PROVIDED PASSAGE
# # # # # # #
9. I found a Cabinet document marked “Secret” which has not been seen by the Commissioner yet. Shouldn’t I set it aside since there is no possibility that it will be released?

No. All relevant records, regardless of their security classification or the unlikelihood of their disclosure must be sent to ATIP for review. Markings of “Protected”, “Confidential”, “Secret” etc. may indicate sensitive information but the information must still be reviewed to see if a specific exemption should be claimed.

10. Does the OPC have a policy that advice to the Commissioner will be automatically exempted?

No. Having a blanket policy to exempt “advice” or any other discretionary provision would be contrary to the required exercise of administrative discretion. For discretionary exemptions such as advice, each case must be considered on its own merit and the decision to apply the exemption must be based on a reasonable expectation of foreseeable harm. Also, the exercise of discretion is a matter that can be subject to review by the Federal Court.

11. If we release this information, it will embarrass the Commissioner – shouldn’t we just withhold it?

Embarrassment is not recognized by either Acts as a valid reason to withhold information. In the absence of a valid exemption, the information must be disclosed.
# # # # # # #
DATASET EXCERPTS
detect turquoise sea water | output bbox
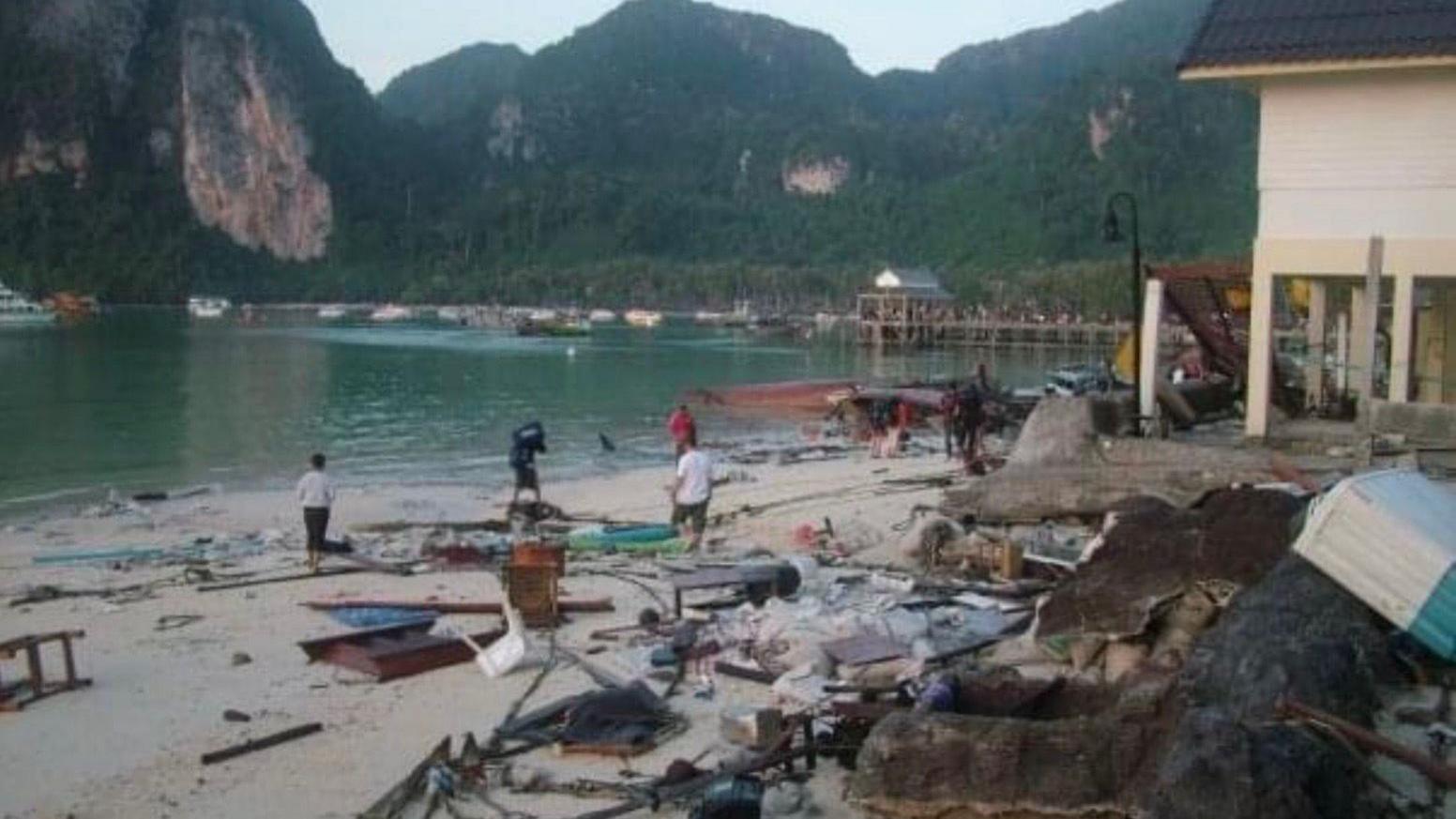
[0,309,1095,516]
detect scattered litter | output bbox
[153,615,203,631]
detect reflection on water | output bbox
[0,311,1100,511]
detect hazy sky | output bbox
[301,0,1110,90]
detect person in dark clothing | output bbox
[941,380,961,461]
[511,421,546,506]
[958,384,986,468]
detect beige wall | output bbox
[1258,68,1456,239]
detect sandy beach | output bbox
[0,450,950,819]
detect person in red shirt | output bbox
[667,403,697,458]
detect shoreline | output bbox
[0,448,950,819]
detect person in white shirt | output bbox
[298,453,333,571]
[670,435,713,551]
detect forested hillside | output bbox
[0,0,1255,309]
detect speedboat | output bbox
[623,311,662,329]
[369,305,415,322]
[187,296,233,319]
[0,284,57,326]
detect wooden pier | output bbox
[857,315,1131,350]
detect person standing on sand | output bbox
[298,452,335,571]
[941,380,961,461]
[667,403,697,458]
[668,434,713,551]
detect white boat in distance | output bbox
[187,296,233,319]
[369,305,415,322]
[0,282,57,326]
[623,311,662,329]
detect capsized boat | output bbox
[40,290,100,322]
[187,296,233,319]
[688,379,859,416]
[623,311,662,329]
[515,312,591,338]
[0,284,55,326]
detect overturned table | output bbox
[0,631,90,711]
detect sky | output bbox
[301,0,1108,90]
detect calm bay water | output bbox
[0,309,1095,516]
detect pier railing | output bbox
[857,318,1131,350]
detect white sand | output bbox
[0,455,948,819]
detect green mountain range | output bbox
[0,0,1256,309]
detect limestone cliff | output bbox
[0,0,384,283]
[180,18,333,261]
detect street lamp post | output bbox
[1102,190,1143,385]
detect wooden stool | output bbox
[0,631,90,711]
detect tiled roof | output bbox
[1178,0,1456,70]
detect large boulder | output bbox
[850,555,1390,819]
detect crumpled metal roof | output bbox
[1178,0,1456,70]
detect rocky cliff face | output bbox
[180,18,333,261]
[0,0,356,274]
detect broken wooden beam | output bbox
[197,566,367,592]
[301,598,615,615]
[203,722,324,766]
[1277,700,1456,787]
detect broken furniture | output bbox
[501,540,567,629]
[298,619,506,682]
[0,629,92,711]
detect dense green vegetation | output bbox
[0,0,1255,311]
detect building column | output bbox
[1347,284,1374,398]
[1305,279,1327,406]
[1335,311,1350,398]
[1388,274,1416,403]
[1354,236,1385,430]
[1137,279,1163,418]
[1243,265,1274,437]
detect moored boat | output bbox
[622,311,662,329]
[187,296,233,319]
[369,305,415,322]
[515,319,591,338]
[0,284,57,325]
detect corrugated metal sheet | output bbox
[1179,0,1456,68]
[1409,567,1456,660]
[1295,469,1456,654]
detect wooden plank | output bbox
[197,566,369,592]
[300,598,615,615]
[203,722,324,766]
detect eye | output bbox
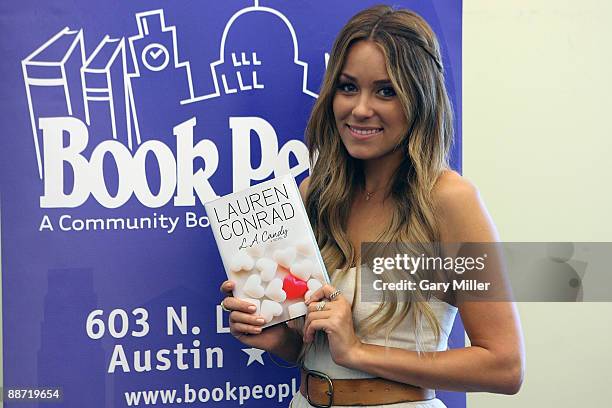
[378,86,397,98]
[336,82,357,93]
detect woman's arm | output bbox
[305,172,524,394]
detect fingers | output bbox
[303,310,332,343]
[219,280,236,296]
[308,300,333,314]
[306,284,336,305]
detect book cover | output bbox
[204,175,329,328]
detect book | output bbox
[204,174,329,328]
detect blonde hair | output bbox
[305,6,453,356]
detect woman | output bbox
[222,6,524,408]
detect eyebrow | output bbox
[340,72,391,85]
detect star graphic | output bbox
[242,348,266,367]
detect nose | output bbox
[352,92,374,119]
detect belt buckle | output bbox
[306,370,334,408]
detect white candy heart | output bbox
[246,244,266,258]
[242,274,265,299]
[289,259,315,281]
[272,247,297,268]
[287,302,308,319]
[304,279,323,300]
[230,252,255,273]
[240,298,261,314]
[266,278,287,302]
[260,299,283,323]
[255,258,278,282]
[295,239,314,256]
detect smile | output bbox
[346,125,383,139]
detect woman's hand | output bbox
[221,280,286,351]
[304,285,362,365]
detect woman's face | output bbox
[333,40,408,160]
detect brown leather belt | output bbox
[300,368,436,408]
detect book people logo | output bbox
[22,1,318,208]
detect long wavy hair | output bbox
[302,6,453,350]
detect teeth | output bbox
[349,126,382,136]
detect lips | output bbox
[346,124,383,140]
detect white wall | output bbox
[463,0,612,408]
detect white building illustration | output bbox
[22,0,327,179]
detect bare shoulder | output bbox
[299,176,310,203]
[432,170,497,242]
[433,170,479,211]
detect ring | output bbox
[329,289,342,300]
# # # # # # #
EXERCISE TASKS
**1.** Which security markings does the access-to-information FAQ name?
**2.** Write the next part of the access-to-information FAQ, picking up after its last answer.

RESPONSES BY TASK
**1.** Protected, Confidential, Secret

**2.**
12. Several branches collaborated on the drafting of a Briefing Note to the Commissioner on a sensitive subject and several meetings took place in this regard. Can we destroy the draft Briefing Notes if we decide later not to send the final Briefing Note to the Commissioner?

No. Draft Briefing Notes should be kept on departmental files even though they were not sent to the addressee since they were the object of intra-departmental meetings. All documentation relevant to a request that exists at the time of the request must be provided to ATIP for processing.

13. A consultant was hired to produce a report providing key sensitive information to the Commissioner. How can we protect that report from being released should an Access to Information Act request be received?

There is no specific provision of the ATIA allowing for the protection of reports or other deliverables prepared by consultants. Those documents must be disclosed unless ATIA or PA exemptions apply.

14. I have a document in which only one paragraph is actually relevant to the request. Can you protect the rest of the information as “not relevant”?

No, not under ATIA. Under the ATIA, if there is relevant information in a document, then the entire document is relevant to the request as well. While it is possible under the PA to process only personal information, you must still provide ATIP with the entire document.

15. The request is for a list of funding provided to certain organizations. As the list does not already exist, are we obligated to create one?

There is no obligation under either Acts to create a document solely in order to respond to a request. However, a document can be created if an institution wishes to do so and, in fact, it may be wise to do just that. A case of this nature should be discussed with ATIP so that an informed decision can be made whether to create a document if one does not already exist.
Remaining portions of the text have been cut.